Supplied data:
══════════════════════════════

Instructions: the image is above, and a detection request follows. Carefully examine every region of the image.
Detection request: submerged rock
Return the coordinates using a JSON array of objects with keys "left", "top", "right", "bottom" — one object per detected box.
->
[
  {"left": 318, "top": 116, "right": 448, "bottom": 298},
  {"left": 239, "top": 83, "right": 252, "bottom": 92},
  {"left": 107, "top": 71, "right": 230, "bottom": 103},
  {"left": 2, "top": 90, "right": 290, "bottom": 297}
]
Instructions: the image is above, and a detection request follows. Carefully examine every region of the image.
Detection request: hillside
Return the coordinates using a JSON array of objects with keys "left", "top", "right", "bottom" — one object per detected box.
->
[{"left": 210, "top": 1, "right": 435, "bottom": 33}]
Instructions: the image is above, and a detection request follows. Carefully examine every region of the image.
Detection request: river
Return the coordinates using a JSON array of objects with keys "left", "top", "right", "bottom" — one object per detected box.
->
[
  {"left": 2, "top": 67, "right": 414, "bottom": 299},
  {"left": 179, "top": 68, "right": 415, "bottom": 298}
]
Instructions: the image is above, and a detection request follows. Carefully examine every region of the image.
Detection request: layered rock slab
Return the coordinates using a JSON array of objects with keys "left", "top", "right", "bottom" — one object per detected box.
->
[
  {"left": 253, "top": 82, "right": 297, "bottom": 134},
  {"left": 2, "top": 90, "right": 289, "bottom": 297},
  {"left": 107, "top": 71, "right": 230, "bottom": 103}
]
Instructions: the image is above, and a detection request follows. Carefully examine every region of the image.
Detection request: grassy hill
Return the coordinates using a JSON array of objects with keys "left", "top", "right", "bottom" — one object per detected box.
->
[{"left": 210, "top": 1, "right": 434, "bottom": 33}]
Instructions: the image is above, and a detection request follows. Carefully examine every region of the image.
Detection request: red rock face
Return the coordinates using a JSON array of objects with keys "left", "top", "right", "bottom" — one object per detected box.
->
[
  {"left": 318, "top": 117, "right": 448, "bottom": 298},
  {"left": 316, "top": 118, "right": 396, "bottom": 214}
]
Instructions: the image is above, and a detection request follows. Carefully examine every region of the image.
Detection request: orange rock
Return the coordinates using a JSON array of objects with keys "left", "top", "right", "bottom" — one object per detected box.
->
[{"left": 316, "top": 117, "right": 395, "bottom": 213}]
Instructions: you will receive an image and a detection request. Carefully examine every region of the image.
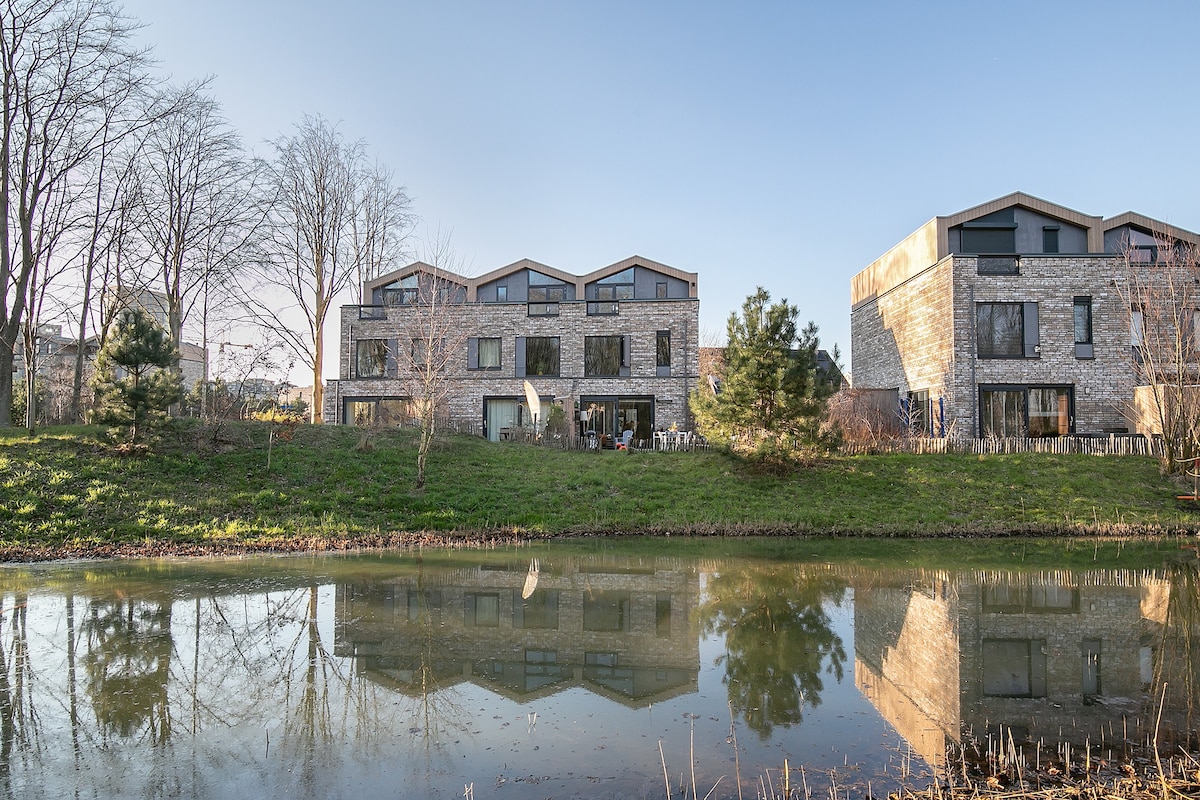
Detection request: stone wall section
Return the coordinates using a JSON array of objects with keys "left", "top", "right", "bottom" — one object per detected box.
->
[
  {"left": 958, "top": 582, "right": 1146, "bottom": 740},
  {"left": 852, "top": 254, "right": 1135, "bottom": 436},
  {"left": 324, "top": 298, "right": 700, "bottom": 429},
  {"left": 850, "top": 257, "right": 956, "bottom": 417},
  {"left": 952, "top": 255, "right": 1133, "bottom": 435}
]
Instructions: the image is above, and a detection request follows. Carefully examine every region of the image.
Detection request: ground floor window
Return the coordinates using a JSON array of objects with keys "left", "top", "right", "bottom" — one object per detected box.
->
[
  {"left": 579, "top": 395, "right": 654, "bottom": 446},
  {"left": 982, "top": 639, "right": 1047, "bottom": 697},
  {"left": 343, "top": 396, "right": 412, "bottom": 426},
  {"left": 483, "top": 395, "right": 550, "bottom": 441},
  {"left": 979, "top": 385, "right": 1072, "bottom": 438}
]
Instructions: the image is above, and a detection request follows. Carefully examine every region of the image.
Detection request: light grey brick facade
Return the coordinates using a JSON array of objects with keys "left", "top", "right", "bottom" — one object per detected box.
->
[
  {"left": 325, "top": 255, "right": 700, "bottom": 441},
  {"left": 850, "top": 192, "right": 1200, "bottom": 438}
]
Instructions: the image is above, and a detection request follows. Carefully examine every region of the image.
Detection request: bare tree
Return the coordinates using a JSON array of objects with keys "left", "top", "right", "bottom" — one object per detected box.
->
[
  {"left": 352, "top": 161, "right": 413, "bottom": 289},
  {"left": 131, "top": 84, "right": 261, "bottom": 367},
  {"left": 1119, "top": 231, "right": 1200, "bottom": 473},
  {"left": 0, "top": 0, "right": 152, "bottom": 427},
  {"left": 68, "top": 119, "right": 153, "bottom": 422},
  {"left": 397, "top": 234, "right": 471, "bottom": 490},
  {"left": 245, "top": 115, "right": 412, "bottom": 423},
  {"left": 20, "top": 172, "right": 79, "bottom": 431}
]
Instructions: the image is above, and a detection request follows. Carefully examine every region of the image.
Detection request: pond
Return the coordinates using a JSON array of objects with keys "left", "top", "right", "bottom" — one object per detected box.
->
[{"left": 0, "top": 537, "right": 1196, "bottom": 800}]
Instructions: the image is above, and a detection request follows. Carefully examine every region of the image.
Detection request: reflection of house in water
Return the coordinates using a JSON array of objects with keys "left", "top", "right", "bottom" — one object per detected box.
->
[
  {"left": 852, "top": 569, "right": 1166, "bottom": 769},
  {"left": 333, "top": 557, "right": 701, "bottom": 705}
]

══════════════════════════════

Exact reproduction of the entries above is what's needed; images stay out.

Instructions: the image is above, and a detection request follows. Carefully examine every region of the image.
Detection request: submerged rock
Return the coordinates using a JSON array of objects with keys "left", "top", "right", "bottom" — one object per detected box.
->
[
  {"left": 318, "top": 116, "right": 448, "bottom": 298},
  {"left": 239, "top": 83, "right": 252, "bottom": 92},
  {"left": 107, "top": 71, "right": 230, "bottom": 103},
  {"left": 2, "top": 90, "right": 290, "bottom": 297}
]
Instructions: the image is above, and a detection request follows. Carefully examine every region of the image.
Detection request: hillside
Return the coordinates using a JSON array of objects with keys "left", "top", "right", "bottom" — one object per detected box.
->
[{"left": 210, "top": 1, "right": 435, "bottom": 33}]
Instructions: the image is above, and a detection request follows. Carefully examine every region of the image.
Detection request: river
Return the coordinates using a JSON array of objects with keys "left", "top", "right", "bottom" — one object per detected box.
->
[
  {"left": 2, "top": 67, "right": 414, "bottom": 299},
  {"left": 179, "top": 68, "right": 415, "bottom": 298}
]
Instructions: the image is above, and a detection request follows. Carefully examine every region of the image.
Detection request: layered rock slab
Return the coordinates using a JSON array of objects with keys "left", "top", "right", "bottom" — one object per detected box.
->
[
  {"left": 253, "top": 82, "right": 297, "bottom": 134},
  {"left": 2, "top": 90, "right": 289, "bottom": 297},
  {"left": 107, "top": 71, "right": 230, "bottom": 103}
]
Instructions: the image is above, and a detection request follows. Carefully examine every region of the image.
Detection request: grassy hill
Return the coordinates using a JSON array of objects with keys "left", "top", "right", "bottom" — one object per detected box.
->
[{"left": 210, "top": 1, "right": 434, "bottom": 33}]
Instructions: the image is above, and a detection request follows. Carefully examine every region of the image.
Detection request: red rock face
Return the coordinates using a JSON array of objects with keys "left", "top", "right", "bottom" — one object per detected box.
->
[
  {"left": 318, "top": 117, "right": 448, "bottom": 298},
  {"left": 316, "top": 118, "right": 396, "bottom": 214}
]
Instructions: the image is above, and a detection request follows. Carefully examine every region of the image.
Detection request: orange rock
Return the coordinates using a JSON array of objects with keys "left", "top", "right", "bottom" — one object per detected box.
->
[{"left": 316, "top": 117, "right": 395, "bottom": 213}]
Instructions: you will receive an image and a detection request. Carefully examine every region of the image.
Detection request: stone wall section
Return the coordinates using a JSON array of objects with keys "left", "top", "right", "bottom" — one object per detected box.
->
[
  {"left": 958, "top": 582, "right": 1146, "bottom": 740},
  {"left": 852, "top": 254, "right": 1135, "bottom": 436},
  {"left": 324, "top": 298, "right": 700, "bottom": 429},
  {"left": 850, "top": 257, "right": 956, "bottom": 417},
  {"left": 952, "top": 255, "right": 1133, "bottom": 435}
]
Instructions: the image is above, and a detection request follows. Carefully examine every region of the image.
Detection request: ground floor window
Return the coordinates using a JSON array of objects with keys "left", "top", "right", "bottom" — one object per detected box.
->
[
  {"left": 579, "top": 395, "right": 654, "bottom": 446},
  {"left": 982, "top": 639, "right": 1047, "bottom": 697},
  {"left": 343, "top": 396, "right": 412, "bottom": 426},
  {"left": 483, "top": 395, "right": 550, "bottom": 441},
  {"left": 979, "top": 385, "right": 1072, "bottom": 438}
]
Instructions: the image is above, and a detection request follows. Carefully examine every region of the image.
Detection request: light grey brick facade
Return the coordinates using a JSON array of objects with keys "left", "top", "right", "bottom" — one object per detected box.
->
[
  {"left": 325, "top": 255, "right": 700, "bottom": 441},
  {"left": 850, "top": 192, "right": 1200, "bottom": 438}
]
Instructions: the image is above, and a detection request follows. Carefully examine every region of the image.
Detection request: bare tree
Return the coordinates using a JSON array of objects with keys "left", "top", "right", "bottom" — one object per detected box.
->
[
  {"left": 352, "top": 161, "right": 413, "bottom": 289},
  {"left": 131, "top": 84, "right": 261, "bottom": 367},
  {"left": 1119, "top": 231, "right": 1200, "bottom": 473},
  {"left": 0, "top": 0, "right": 152, "bottom": 427},
  {"left": 68, "top": 119, "right": 153, "bottom": 422},
  {"left": 397, "top": 234, "right": 471, "bottom": 490},
  {"left": 245, "top": 115, "right": 412, "bottom": 423},
  {"left": 20, "top": 172, "right": 79, "bottom": 431}
]
Instructions: the image is above, and a detection request follows. Carefully examine every region of the image.
Detection request: pond
Return the coordinates using a JSON array of objects with keys "left", "top", "right", "bottom" — one object per detected box.
->
[{"left": 0, "top": 537, "right": 1196, "bottom": 800}]
Instructions: the image is above, and a detection request follows. Carefully examine every region of the image.
Detection request: reflection of house in water
Return the coordinates using a JSON array of objects with keys "left", "top", "right", "bottom" — one object per detected box.
->
[
  {"left": 852, "top": 569, "right": 1166, "bottom": 769},
  {"left": 333, "top": 557, "right": 701, "bottom": 705}
]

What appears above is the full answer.